Work order:
Nothing in the data is to be left out; copy it exactly.

Input material:
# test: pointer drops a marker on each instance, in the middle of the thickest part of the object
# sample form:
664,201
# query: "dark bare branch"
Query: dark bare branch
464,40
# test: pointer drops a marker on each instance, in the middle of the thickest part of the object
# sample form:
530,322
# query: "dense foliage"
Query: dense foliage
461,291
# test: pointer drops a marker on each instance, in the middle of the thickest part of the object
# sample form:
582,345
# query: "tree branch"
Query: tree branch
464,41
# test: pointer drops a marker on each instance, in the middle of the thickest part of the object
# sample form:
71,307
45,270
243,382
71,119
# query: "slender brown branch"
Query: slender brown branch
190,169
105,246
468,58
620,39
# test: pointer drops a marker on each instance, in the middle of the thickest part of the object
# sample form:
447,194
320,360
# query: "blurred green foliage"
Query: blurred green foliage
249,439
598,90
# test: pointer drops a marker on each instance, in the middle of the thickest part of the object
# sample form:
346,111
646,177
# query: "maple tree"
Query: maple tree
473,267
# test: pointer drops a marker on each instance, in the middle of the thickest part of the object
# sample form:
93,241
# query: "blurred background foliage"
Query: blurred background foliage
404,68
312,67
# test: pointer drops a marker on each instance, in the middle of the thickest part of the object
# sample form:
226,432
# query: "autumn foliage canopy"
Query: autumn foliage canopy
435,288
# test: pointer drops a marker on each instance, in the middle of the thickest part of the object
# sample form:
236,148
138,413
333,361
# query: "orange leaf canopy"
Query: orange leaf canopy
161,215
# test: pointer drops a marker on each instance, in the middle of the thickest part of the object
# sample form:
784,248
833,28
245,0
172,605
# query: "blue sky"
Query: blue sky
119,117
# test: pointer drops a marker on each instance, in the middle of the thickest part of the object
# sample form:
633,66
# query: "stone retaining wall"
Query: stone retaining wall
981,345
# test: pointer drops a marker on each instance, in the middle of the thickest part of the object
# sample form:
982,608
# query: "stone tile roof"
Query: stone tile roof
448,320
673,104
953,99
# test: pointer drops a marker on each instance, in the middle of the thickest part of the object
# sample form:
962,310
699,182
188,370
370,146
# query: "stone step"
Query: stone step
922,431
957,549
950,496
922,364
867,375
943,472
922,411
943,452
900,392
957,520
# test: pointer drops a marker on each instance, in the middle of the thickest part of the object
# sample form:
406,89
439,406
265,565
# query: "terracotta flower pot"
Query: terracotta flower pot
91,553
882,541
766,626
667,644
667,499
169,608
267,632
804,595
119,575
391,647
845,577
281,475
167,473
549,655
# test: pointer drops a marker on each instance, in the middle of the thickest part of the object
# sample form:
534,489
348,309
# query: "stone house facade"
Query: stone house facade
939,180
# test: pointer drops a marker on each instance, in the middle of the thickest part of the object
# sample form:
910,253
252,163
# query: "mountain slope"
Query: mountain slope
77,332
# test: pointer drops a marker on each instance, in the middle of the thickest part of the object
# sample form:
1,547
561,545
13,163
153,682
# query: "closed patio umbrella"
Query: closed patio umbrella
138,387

Answer for this exercise:
# test: pointer drops a marker on each instance, in the middle of the thickest part of the object
# sample form:
664,201
# query: "dark bare branch"
Query: dark bare branch
464,40
# test: pointer drops a marker on each instance, in the middle of the thickest part of the object
# sample form:
530,322
# query: "dense foliage"
Query: dense foliage
461,291
# test: pointer drops a marker on each instance, in the middle of the thickest part of the object
# sample form:
582,345
# query: "tree branch"
Query: tree branch
464,41
# test: pointer drops a marker on each instance, in the middle of the thickest part of the object
# sample form:
71,307
45,270
243,382
71,119
# query: "slender brown branch"
Query: slender brown branch
190,169
105,246
468,58
620,39
# test: pointer drops a marker on each instance, in the middle of the thickest part of the object
# sample form:
447,194
320,360
# query: "blurred green foliage"
Query: blurred green foliage
249,439
598,90
# test: pointer drops a marker on each instance, in the middle of the thickest part of the object
# sample form:
346,111
646,177
# query: "maple tree"
Query: maple tree
473,267
# test: pointer drops a marker on each instance, in the middle of the thickest part of the object
# sample form:
93,241
# query: "blurred background foliage"
Query: blurred background foliage
404,68
312,67
# test: pointer drops a marker on each instance, in the middle of the thickest part of the object
# sample form:
226,432
# query: "autumn foliage canopy"
Query: autumn foliage canopy
435,288
# test: pointer drops a marker on each instance, in the middle of the thickest part of the object
# sample form:
236,148
138,413
333,361
# query: "orange leaf canopy"
Query: orange leaf canopy
161,215
# test: pointer drops a marker on each instance, in the middle of the thickest part of the object
# sample form:
784,248
833,28
245,0
172,605
# query: "blue sky"
Query: blue sky
119,117
# test: pointer drops a marker on each instance, in the middle of the thickest part of the object
# sample form:
633,66
# query: "stone retaining wall"
Query: stone retaining wall
981,345
# test: pointer drops a marker on each instance, in the middle of the thickest part of the object
# sample form:
982,608
# query: "stone tile roof"
Query: stone tile roof
448,320
673,104
953,99
# test: pointer drops a marker on each instance, in the middle of the thickest part of the object
# sample form:
962,310
699,182
188,370
370,146
# query: "stone step"
Query: stone step
922,431
957,549
950,496
922,364
867,375
943,472
922,411
943,452
900,392
957,520
# test: pointer drops a marker on each instance, in the middle of the thickest part of the object
# sample form:
406,89
439,406
265,565
# query: "terracotta flower pot"
Query: terracotta flower pot
91,553
882,541
766,626
667,644
667,499
169,608
267,632
804,595
119,575
391,647
845,577
281,475
167,473
549,655
# test: pointer drops a marker on each instance, in the middle of the thickest part of the object
# sample form:
534,489
348,309
# query: "stone house facade"
Query: stone house facade
939,180
# test: pointer drops a marker on each instance, in the middle of the thickest part of the object
# sample form:
910,253
252,163
# query: "mountain slope"
Query: mountain slope
77,332
# test: pointer drops a marker on each instance, in the middle of the thickest part of the object
# sample form:
1,547
561,545
13,163
153,682
# query: "closed patio umbrella"
Query: closed patio umbrella
138,387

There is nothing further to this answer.